■ **Objective**
Write out all of the data below word for word, keeping every line unchanged.

■ **Material supplied**
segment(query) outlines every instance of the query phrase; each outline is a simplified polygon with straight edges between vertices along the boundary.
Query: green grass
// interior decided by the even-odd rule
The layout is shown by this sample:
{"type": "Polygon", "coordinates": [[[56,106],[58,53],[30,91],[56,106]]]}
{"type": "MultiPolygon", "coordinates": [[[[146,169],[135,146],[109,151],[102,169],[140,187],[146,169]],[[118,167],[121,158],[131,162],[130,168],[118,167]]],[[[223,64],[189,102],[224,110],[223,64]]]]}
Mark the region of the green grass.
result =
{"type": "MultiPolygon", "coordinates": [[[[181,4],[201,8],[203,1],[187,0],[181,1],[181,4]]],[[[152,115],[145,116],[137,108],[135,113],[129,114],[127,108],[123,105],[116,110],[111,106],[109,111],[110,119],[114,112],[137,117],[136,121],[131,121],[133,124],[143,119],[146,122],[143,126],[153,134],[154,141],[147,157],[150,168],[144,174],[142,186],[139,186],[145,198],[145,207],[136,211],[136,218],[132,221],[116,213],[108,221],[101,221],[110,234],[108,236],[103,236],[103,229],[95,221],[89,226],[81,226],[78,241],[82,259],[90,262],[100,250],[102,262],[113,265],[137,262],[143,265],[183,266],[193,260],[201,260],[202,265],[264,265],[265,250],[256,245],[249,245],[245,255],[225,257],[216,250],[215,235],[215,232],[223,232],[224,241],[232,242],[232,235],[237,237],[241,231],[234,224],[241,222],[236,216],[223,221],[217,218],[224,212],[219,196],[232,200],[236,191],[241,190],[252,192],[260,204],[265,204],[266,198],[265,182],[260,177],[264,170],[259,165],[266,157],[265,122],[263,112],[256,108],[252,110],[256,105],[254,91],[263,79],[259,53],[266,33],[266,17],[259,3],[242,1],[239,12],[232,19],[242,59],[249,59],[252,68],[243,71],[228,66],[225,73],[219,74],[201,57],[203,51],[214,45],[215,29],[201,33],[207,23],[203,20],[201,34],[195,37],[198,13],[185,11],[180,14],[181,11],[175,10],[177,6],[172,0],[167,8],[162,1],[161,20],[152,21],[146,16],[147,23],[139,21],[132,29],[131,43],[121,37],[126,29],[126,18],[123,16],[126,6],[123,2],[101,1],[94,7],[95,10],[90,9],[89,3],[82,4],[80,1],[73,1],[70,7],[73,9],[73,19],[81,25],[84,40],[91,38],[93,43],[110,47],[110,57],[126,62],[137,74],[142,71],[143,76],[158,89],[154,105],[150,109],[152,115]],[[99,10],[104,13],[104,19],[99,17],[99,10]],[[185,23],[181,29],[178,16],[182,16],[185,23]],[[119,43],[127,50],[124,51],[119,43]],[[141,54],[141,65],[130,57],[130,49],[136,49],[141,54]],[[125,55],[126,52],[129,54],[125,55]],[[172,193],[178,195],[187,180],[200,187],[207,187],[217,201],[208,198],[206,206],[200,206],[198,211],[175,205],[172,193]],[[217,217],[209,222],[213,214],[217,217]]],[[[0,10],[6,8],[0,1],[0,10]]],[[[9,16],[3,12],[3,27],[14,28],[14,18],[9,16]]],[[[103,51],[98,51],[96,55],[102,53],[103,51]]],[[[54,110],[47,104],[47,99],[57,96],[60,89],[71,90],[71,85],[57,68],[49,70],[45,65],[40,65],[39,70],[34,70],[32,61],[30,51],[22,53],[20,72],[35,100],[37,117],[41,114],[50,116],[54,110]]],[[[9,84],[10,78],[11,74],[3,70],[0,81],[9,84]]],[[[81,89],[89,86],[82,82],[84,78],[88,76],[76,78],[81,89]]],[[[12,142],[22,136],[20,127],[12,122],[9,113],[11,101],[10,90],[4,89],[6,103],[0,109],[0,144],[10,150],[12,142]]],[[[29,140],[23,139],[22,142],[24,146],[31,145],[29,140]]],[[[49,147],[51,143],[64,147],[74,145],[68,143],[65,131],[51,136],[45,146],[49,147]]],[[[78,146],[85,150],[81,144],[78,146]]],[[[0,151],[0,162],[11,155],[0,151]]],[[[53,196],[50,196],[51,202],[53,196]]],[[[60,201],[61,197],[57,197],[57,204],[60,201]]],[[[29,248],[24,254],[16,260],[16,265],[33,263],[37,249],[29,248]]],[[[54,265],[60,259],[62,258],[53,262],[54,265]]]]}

■ **Solution to this exercise**
segment(query) outlines every instance of the query phrase; each outline is a simplified polygon with straight edges between vertices along the boundary.
Query: green grass
// interior decided by the even-odd rule
The layout is shown by this sample:
{"type": "Polygon", "coordinates": [[[56,106],[58,53],[30,91],[56,106]]]}
{"type": "MultiPolygon", "coordinates": [[[[146,169],[135,146],[109,151],[102,169],[140,187],[146,169]],[[118,167],[121,158],[131,162],[130,168],[118,167]]],[[[223,64],[189,102],[224,110],[223,64]]]]}
Mark the region of the green grass.
result =
{"type": "MultiPolygon", "coordinates": [[[[181,4],[201,8],[203,1],[187,0],[181,1],[181,4]]],[[[152,115],[145,116],[137,108],[135,113],[129,114],[127,108],[123,105],[116,110],[111,106],[109,111],[110,119],[114,112],[137,117],[136,121],[131,121],[133,124],[143,119],[146,122],[143,126],[153,134],[154,141],[147,157],[150,168],[144,174],[142,186],[139,186],[145,198],[145,207],[136,211],[136,218],[132,221],[116,213],[108,221],[101,221],[110,234],[108,236],[103,236],[103,229],[95,221],[89,226],[81,226],[78,241],[82,259],[90,262],[100,250],[102,262],[113,265],[137,262],[143,265],[183,266],[193,260],[201,260],[202,265],[264,265],[265,250],[256,245],[249,245],[245,255],[225,257],[216,250],[215,235],[215,232],[223,232],[224,241],[232,242],[232,235],[237,237],[241,231],[234,224],[241,222],[236,216],[223,221],[217,218],[224,212],[219,196],[232,200],[236,191],[241,190],[252,192],[260,204],[265,204],[266,198],[265,182],[260,177],[264,170],[259,165],[266,157],[265,122],[263,112],[256,108],[252,110],[256,105],[254,91],[263,79],[259,53],[266,33],[266,17],[259,3],[242,1],[239,12],[232,19],[242,59],[249,59],[252,68],[243,71],[228,66],[225,73],[219,74],[201,57],[203,51],[214,45],[215,29],[201,33],[207,23],[203,20],[201,34],[195,37],[198,13],[185,11],[180,14],[181,11],[175,10],[177,6],[172,0],[167,8],[162,1],[161,20],[152,21],[146,16],[147,23],[139,21],[132,29],[131,43],[121,37],[126,29],[126,18],[123,16],[126,6],[123,2],[101,1],[94,7],[95,10],[90,9],[89,3],[82,4],[80,1],[73,1],[70,7],[73,9],[73,19],[81,25],[84,40],[91,38],[93,43],[110,47],[110,57],[126,62],[137,74],[142,71],[143,76],[158,89],[154,105],[150,109],[152,115]],[[99,10],[104,13],[104,19],[99,17],[99,10]],[[185,23],[181,29],[178,16],[182,16],[185,23]],[[119,43],[127,50],[124,51],[119,43]],[[141,54],[141,65],[130,57],[130,49],[136,49],[141,54]],[[125,55],[126,52],[129,54],[125,55]],[[172,193],[178,195],[187,180],[200,187],[207,187],[217,201],[208,198],[206,206],[200,206],[198,211],[175,205],[172,193]],[[217,217],[209,222],[213,214],[217,217]]],[[[0,10],[6,8],[0,1],[0,10]]],[[[9,16],[3,12],[3,27],[14,28],[14,18],[9,16]]],[[[103,51],[98,51],[96,55],[102,53],[103,51]]],[[[54,110],[47,104],[47,99],[57,96],[60,89],[71,90],[71,85],[57,68],[49,70],[45,65],[40,65],[39,70],[34,70],[32,61],[30,51],[22,53],[20,72],[35,100],[37,117],[41,114],[50,116],[54,110]]],[[[9,84],[10,78],[11,74],[3,70],[0,81],[9,84]]],[[[81,89],[89,86],[82,82],[84,78],[88,76],[76,78],[81,89]]],[[[12,142],[22,136],[20,127],[12,122],[9,113],[11,101],[10,90],[4,89],[6,103],[0,109],[0,144],[10,150],[12,142]]],[[[29,140],[23,139],[22,142],[24,146],[31,145],[29,140]]],[[[49,147],[51,143],[64,147],[74,145],[68,143],[65,131],[51,136],[45,146],[49,147]]],[[[78,146],[85,150],[81,144],[78,146]]],[[[0,151],[0,162],[11,155],[0,151]]],[[[53,196],[50,196],[51,202],[53,196]]],[[[60,201],[61,197],[57,197],[57,204],[60,201]]],[[[29,248],[24,254],[16,260],[16,265],[33,263],[37,249],[29,248]]],[[[54,265],[60,259],[62,258],[53,262],[54,265]]]]}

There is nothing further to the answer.